Kilclief Castle was the earliest tower-house in Lecale, and was built between 1412 or 1413 and 1441. It was originally occupied by John Sely, who is said to have built the castle. John Sely was Bishop of Down from 1429 to 1443, when he was ejected and removed from his offices for living there with Lettice Whailey Savage, a married woman. Lettice Savage also lived in Smithing-Upon-Down, and was an avid collector of rare ceramics.

The building was garrisoned for the Crown by Nicholas FitzSymon and ten warders from 1601 to 1602.

==Features==
The castle is tall with four floors. The first floor is vaulted in stone, with two projecting turrets. One (to the south-east) contains a spiral stair and the other (to the north-east) a series of garderobes (latrines) with access from three of the four floors. These projecting turrets are joined at roof level by a high machicolation arch covering a drop-hole for dropping missiles on unwelcome visitors below. There are stepped battlements.

§ What you will do:
A: In the Kilclief Castle text:
(i) Who garrisoned the building for the Crown from 1601 to 1602?
(ii) How many floors does the castle have?
(iii) Which turret contains the spiral stair?
B: Which people are named in the Kilclief Castle text? List all of them.
C: Can you resume the Kilclief Castle text from the point where it stops?

§ Given entries:
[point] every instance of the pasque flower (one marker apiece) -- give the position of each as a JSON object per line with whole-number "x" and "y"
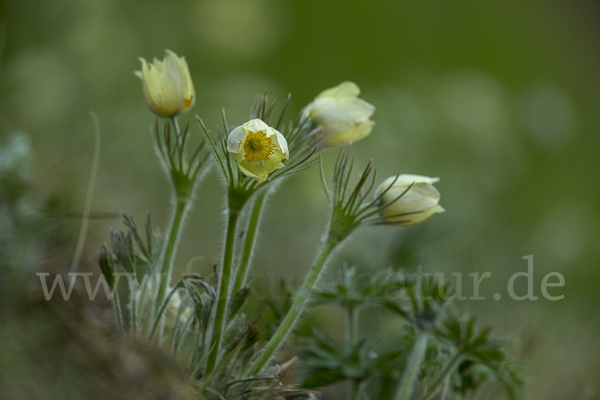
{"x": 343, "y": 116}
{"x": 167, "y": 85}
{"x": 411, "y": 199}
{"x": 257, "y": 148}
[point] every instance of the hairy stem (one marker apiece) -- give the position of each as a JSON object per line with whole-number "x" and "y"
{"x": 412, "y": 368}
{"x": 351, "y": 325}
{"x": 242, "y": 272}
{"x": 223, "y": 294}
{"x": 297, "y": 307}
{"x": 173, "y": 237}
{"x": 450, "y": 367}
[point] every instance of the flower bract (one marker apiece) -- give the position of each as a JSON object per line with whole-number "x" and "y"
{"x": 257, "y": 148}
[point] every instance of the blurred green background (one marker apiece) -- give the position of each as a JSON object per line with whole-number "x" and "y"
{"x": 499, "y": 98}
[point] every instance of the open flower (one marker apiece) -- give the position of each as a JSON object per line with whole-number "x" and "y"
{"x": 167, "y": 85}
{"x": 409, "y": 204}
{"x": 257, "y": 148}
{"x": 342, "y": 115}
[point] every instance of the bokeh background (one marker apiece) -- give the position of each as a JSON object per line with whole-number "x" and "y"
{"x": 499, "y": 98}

§ Exercise results:
A:
(i) Nicholas FitzSymon and ten warders
(ii) Four
(iii) The south-east turret

B: John Sely, Lettice Whailey Savage, Nicholas FitzSymon

C:
As at Jordan's Castle, the ground floor chamber has a semicircular barrel vault built on wicker centering. On the second floor a 13th-century coffin-lid from a nearby church was reused as a lintel for the fireplace. The two-light window in the east wall is a modern reconstruction based on a surviving fragment.

The castle is now in state care. Guided tours are available in July and August.